##### THE DATA
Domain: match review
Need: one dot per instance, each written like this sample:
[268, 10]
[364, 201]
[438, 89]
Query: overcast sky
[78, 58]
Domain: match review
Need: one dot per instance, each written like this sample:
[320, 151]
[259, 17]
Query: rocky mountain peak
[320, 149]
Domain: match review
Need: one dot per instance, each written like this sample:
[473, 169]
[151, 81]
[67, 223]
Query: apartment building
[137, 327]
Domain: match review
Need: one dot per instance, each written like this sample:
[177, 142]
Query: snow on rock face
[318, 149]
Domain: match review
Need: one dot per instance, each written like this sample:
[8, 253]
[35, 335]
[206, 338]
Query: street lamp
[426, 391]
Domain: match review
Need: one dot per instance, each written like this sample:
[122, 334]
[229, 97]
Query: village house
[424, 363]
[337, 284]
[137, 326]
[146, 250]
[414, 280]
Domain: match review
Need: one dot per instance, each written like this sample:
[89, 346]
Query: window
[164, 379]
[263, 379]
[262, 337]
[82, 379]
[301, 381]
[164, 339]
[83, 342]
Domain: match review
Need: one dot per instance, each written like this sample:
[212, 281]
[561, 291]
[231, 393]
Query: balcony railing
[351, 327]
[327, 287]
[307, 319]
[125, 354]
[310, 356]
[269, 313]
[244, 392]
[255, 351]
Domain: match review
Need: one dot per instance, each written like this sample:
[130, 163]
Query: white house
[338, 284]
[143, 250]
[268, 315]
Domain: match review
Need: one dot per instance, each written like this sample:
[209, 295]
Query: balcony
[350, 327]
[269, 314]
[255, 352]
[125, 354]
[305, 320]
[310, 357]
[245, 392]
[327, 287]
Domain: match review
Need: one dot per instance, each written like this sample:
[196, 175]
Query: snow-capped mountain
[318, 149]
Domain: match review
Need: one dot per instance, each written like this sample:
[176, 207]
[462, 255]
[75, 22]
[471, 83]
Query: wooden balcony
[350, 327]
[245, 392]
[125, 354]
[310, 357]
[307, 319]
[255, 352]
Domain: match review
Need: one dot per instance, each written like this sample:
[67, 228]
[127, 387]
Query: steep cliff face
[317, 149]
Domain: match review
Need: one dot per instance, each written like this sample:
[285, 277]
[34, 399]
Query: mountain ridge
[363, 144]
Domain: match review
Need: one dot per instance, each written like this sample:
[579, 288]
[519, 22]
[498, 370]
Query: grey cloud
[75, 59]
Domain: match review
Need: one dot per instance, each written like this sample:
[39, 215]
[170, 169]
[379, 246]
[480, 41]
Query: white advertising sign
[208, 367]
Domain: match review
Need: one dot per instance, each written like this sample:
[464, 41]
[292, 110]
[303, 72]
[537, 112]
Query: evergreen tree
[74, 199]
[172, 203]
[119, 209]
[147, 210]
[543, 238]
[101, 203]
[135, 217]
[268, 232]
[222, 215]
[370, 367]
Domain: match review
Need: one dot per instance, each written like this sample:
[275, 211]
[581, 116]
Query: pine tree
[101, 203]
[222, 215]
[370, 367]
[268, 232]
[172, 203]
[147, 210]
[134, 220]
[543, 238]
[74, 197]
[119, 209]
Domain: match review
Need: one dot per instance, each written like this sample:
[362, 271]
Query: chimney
##########
**PROBLEM STATEMENT**: Print the data word for word.

**RESPONSE FOR THIS EXERCISE**:
Domain: match review
Need: one dot per instance, each written like this sample:
[268, 10]
[364, 201]
[438, 89]
Query: overcast sky
[78, 58]
Domain: match review
Need: one dot per instance, each written like this sample:
[320, 151]
[259, 17]
Query: rocky mountain peak
[320, 149]
Domain: match review
Need: one dot per instance, each written like this sample:
[473, 169]
[151, 81]
[67, 223]
Query: apartment building
[137, 327]
Domain: match review
Need: one dot per instance, each written like this sample:
[177, 142]
Query: snow on rock face
[318, 149]
Domain: match review
Need: one dot per instance, each written like this sample:
[8, 253]
[35, 335]
[206, 338]
Query: street lamp
[426, 391]
Domain: match review
Need: one dot per instance, each written like this sample:
[122, 334]
[229, 97]
Query: village house
[424, 363]
[337, 284]
[137, 326]
[146, 250]
[414, 280]
Domain: match review
Need: one dot per instance, each written like this sample:
[89, 346]
Query: window
[164, 379]
[263, 379]
[262, 337]
[82, 379]
[301, 381]
[164, 339]
[83, 342]
Domain: match review
Need: one dot per instance, each written like this sample:
[212, 281]
[561, 291]
[231, 393]
Query: balcony railing
[351, 327]
[327, 287]
[307, 319]
[125, 354]
[310, 356]
[269, 313]
[244, 392]
[255, 351]
Domain: match review
Need: one dot per instance, each written like this sample:
[130, 163]
Query: white house
[338, 284]
[143, 250]
[268, 315]
Domain: match review
Need: one dot per instance, each written like this sample:
[209, 295]
Query: balcony
[350, 327]
[269, 314]
[255, 352]
[125, 354]
[305, 320]
[310, 357]
[245, 392]
[327, 287]
Domain: match review
Need: one dot per instance, each written like this sample:
[196, 175]
Query: snow-capped mountain
[318, 149]
Domain: match review
Need: one dot per instance, each written like this sample:
[176, 207]
[462, 255]
[75, 22]
[471, 83]
Query: wooden balcony
[350, 327]
[245, 392]
[125, 354]
[310, 357]
[307, 319]
[255, 352]
Domain: match review
Need: one dot per instance, each written like this sample:
[67, 228]
[127, 387]
Query: steep cliff face
[317, 149]
Domain: match review
Need: one dot per instance, each written like this sample:
[285, 277]
[34, 399]
Query: mountain ridge
[363, 144]
Domain: match review
Need: one dot per instance, each written like this sample:
[579, 288]
[519, 22]
[498, 370]
Query: grey cloud
[75, 59]
Domain: match review
Need: one dot per instance, each written like this sample:
[39, 215]
[170, 169]
[379, 246]
[480, 41]
Query: white advertising sign
[208, 367]
Domain: match review
Need: one dot per instance, each written like this sample:
[464, 41]
[292, 110]
[303, 72]
[537, 112]
Query: evergreen tree
[74, 199]
[172, 203]
[119, 209]
[147, 210]
[543, 238]
[101, 203]
[135, 217]
[268, 232]
[222, 215]
[370, 367]
Domain: match review
Need: one dot per instance, each written like this sample:
[275, 211]
[581, 116]
Query: pine tree
[101, 203]
[222, 215]
[370, 367]
[268, 232]
[172, 203]
[147, 210]
[134, 220]
[543, 238]
[74, 197]
[119, 209]
Domain: match review
Need: one dot per instance, each written like this sample:
[362, 271]
Query: chimney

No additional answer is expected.